"Where ignorance is bliss, 'tis folly to be wise." Thomas Gray, Ode on a Distant Prospect of Eton College, 1742
From the oldest dimestore novels to the most current TV cop dramas, a classic element of detective stories is the old familiar line about the perpetrator always coming back to the scene of the crime.
As Xyience Inc. limped through a controversial bankruptcy process over the past few years, the Xyience and Xenergy branding was relegated to UFC fighters wielding cans of the energy drink and the Xyience.com and other Xyience and Xenergy logos appearing only on the outer ring of the mat or on the ring bumpers.
The old center of the mat space Xyience used to occupy became prime real estate that Harley Davidson and Bud Light occupied for most of Xyience's absence.
Saturday, May 5, 2012, marked a milestone for Xyience: a triumphant return to their old domain. Once again, the brand picked up where it left off, marking the center of the mat space for UFC on Fox 3 with the "Xenergy" (pronounced Zen-ergy) name, focusing on the company's sugar-free energy drink.

● **REQUIREMENTS**
1. In the article about Xyience's UFC branding, which two brands held the center of the mat for most of Xyience's absence?
2. Retype a section of the Xyience branding article, starting at the words "As Xyience Inc." and ending after "the ring bumpers.".
3. Continue the article about Xyience's return to the UFC mat from the point where it stops.

● **Part of a data file**
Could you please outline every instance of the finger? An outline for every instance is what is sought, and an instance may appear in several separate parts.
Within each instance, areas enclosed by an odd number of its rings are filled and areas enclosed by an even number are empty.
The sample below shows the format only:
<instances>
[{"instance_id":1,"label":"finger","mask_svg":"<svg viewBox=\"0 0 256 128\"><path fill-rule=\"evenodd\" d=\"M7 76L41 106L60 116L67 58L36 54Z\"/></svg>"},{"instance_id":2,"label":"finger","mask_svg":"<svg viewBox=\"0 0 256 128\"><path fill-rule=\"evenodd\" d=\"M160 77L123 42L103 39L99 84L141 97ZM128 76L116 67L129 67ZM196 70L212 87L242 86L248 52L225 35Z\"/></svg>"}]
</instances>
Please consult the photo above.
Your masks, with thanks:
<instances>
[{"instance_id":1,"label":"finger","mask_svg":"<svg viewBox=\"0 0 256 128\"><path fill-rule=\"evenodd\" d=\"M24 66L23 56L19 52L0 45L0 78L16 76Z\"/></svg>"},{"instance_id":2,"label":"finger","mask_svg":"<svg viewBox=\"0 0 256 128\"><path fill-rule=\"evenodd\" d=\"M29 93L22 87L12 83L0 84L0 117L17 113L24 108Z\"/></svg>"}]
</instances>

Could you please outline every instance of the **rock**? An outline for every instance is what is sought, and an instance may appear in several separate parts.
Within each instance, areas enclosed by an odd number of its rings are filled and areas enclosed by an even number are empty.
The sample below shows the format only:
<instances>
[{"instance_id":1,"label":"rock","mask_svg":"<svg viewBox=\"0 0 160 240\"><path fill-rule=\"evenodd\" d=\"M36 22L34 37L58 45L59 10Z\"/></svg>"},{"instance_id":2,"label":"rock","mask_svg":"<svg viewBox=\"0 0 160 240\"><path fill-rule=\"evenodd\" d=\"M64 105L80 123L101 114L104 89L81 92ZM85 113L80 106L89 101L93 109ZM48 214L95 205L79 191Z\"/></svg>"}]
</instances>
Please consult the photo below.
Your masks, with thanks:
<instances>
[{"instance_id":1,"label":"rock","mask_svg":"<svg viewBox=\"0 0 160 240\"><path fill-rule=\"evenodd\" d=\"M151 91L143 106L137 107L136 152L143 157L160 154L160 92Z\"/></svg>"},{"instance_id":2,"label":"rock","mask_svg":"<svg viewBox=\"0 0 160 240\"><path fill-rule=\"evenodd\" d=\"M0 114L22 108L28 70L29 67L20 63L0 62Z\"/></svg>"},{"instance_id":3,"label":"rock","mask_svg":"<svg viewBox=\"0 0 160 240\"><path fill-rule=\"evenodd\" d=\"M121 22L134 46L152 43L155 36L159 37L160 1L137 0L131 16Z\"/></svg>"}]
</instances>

● **RESPONSE LIST**
1. Harley Davidson and Bud Light

2.
As Xyience Inc. limped through a controversial bankruptcy process over the past few years, the Xyience and Xenergy branding was relegated to UFC fighters wielding cans of the energy drink and the Xyience.com and other Xyience and Xenergy logos appearing only on the outer ring of the mat or on the ring bumpers.

3.
Ironically, this is the same strategy employed by Xyience Founder Russell Pike. Now facing July sentencing for being found guilty of tax evasion, Pike's been someone the current company wants to distance the brand from. Yet it was Pike who first decided to take the Xyience bar code off the mat and replace it with a Xenergy can.
Back then Pike's goal was to drum up interest in a potential buyout of the drink label while the rest of the company would continue under the Xyience name.
Though the Fertittas seem to paint Pike as the prototypical fall guy, they went to great lengths to lock the founder and his friends and family out of controlling the operation so they could bankrupt it after promising shareholders that their involvement and intervention would save the company from such a fate.
On Oct. 2, 2007, Xyience Co-CEOs Adam Frank and Kirk Sanford informed Russell Pike, William Pike and Michael Clark (shareholders who represented 25 percent of the shares outstanding) that if they did not sign the funding consent form for the Fertitta funding and give up their voting rights, Frank and Sanford would put the company into bankruptcy.
On Oct. 3, under duress, the Pikes, Clark and other major shareholders signed the consent forms. Only 11 shareholders, who represent over 50 percent of the shares outstanding, ever saw the funding agreement before it became official.
An email sent by Fertitta Enterprises GM Bill Bullard to Lorenzo Fertitta on Oct. 4, 2007 discussed a $150 million offer from Cott Beverages to buy Xyience. This email was only found due to an intense discovery process initiated by the trustee's counsel, Jon Backman. The full text of that message is below:
By January 2008, the Fertittas perfected their scheme by foreclosing on their loan and speeding the company ship toward the iceberg of bankruptcy.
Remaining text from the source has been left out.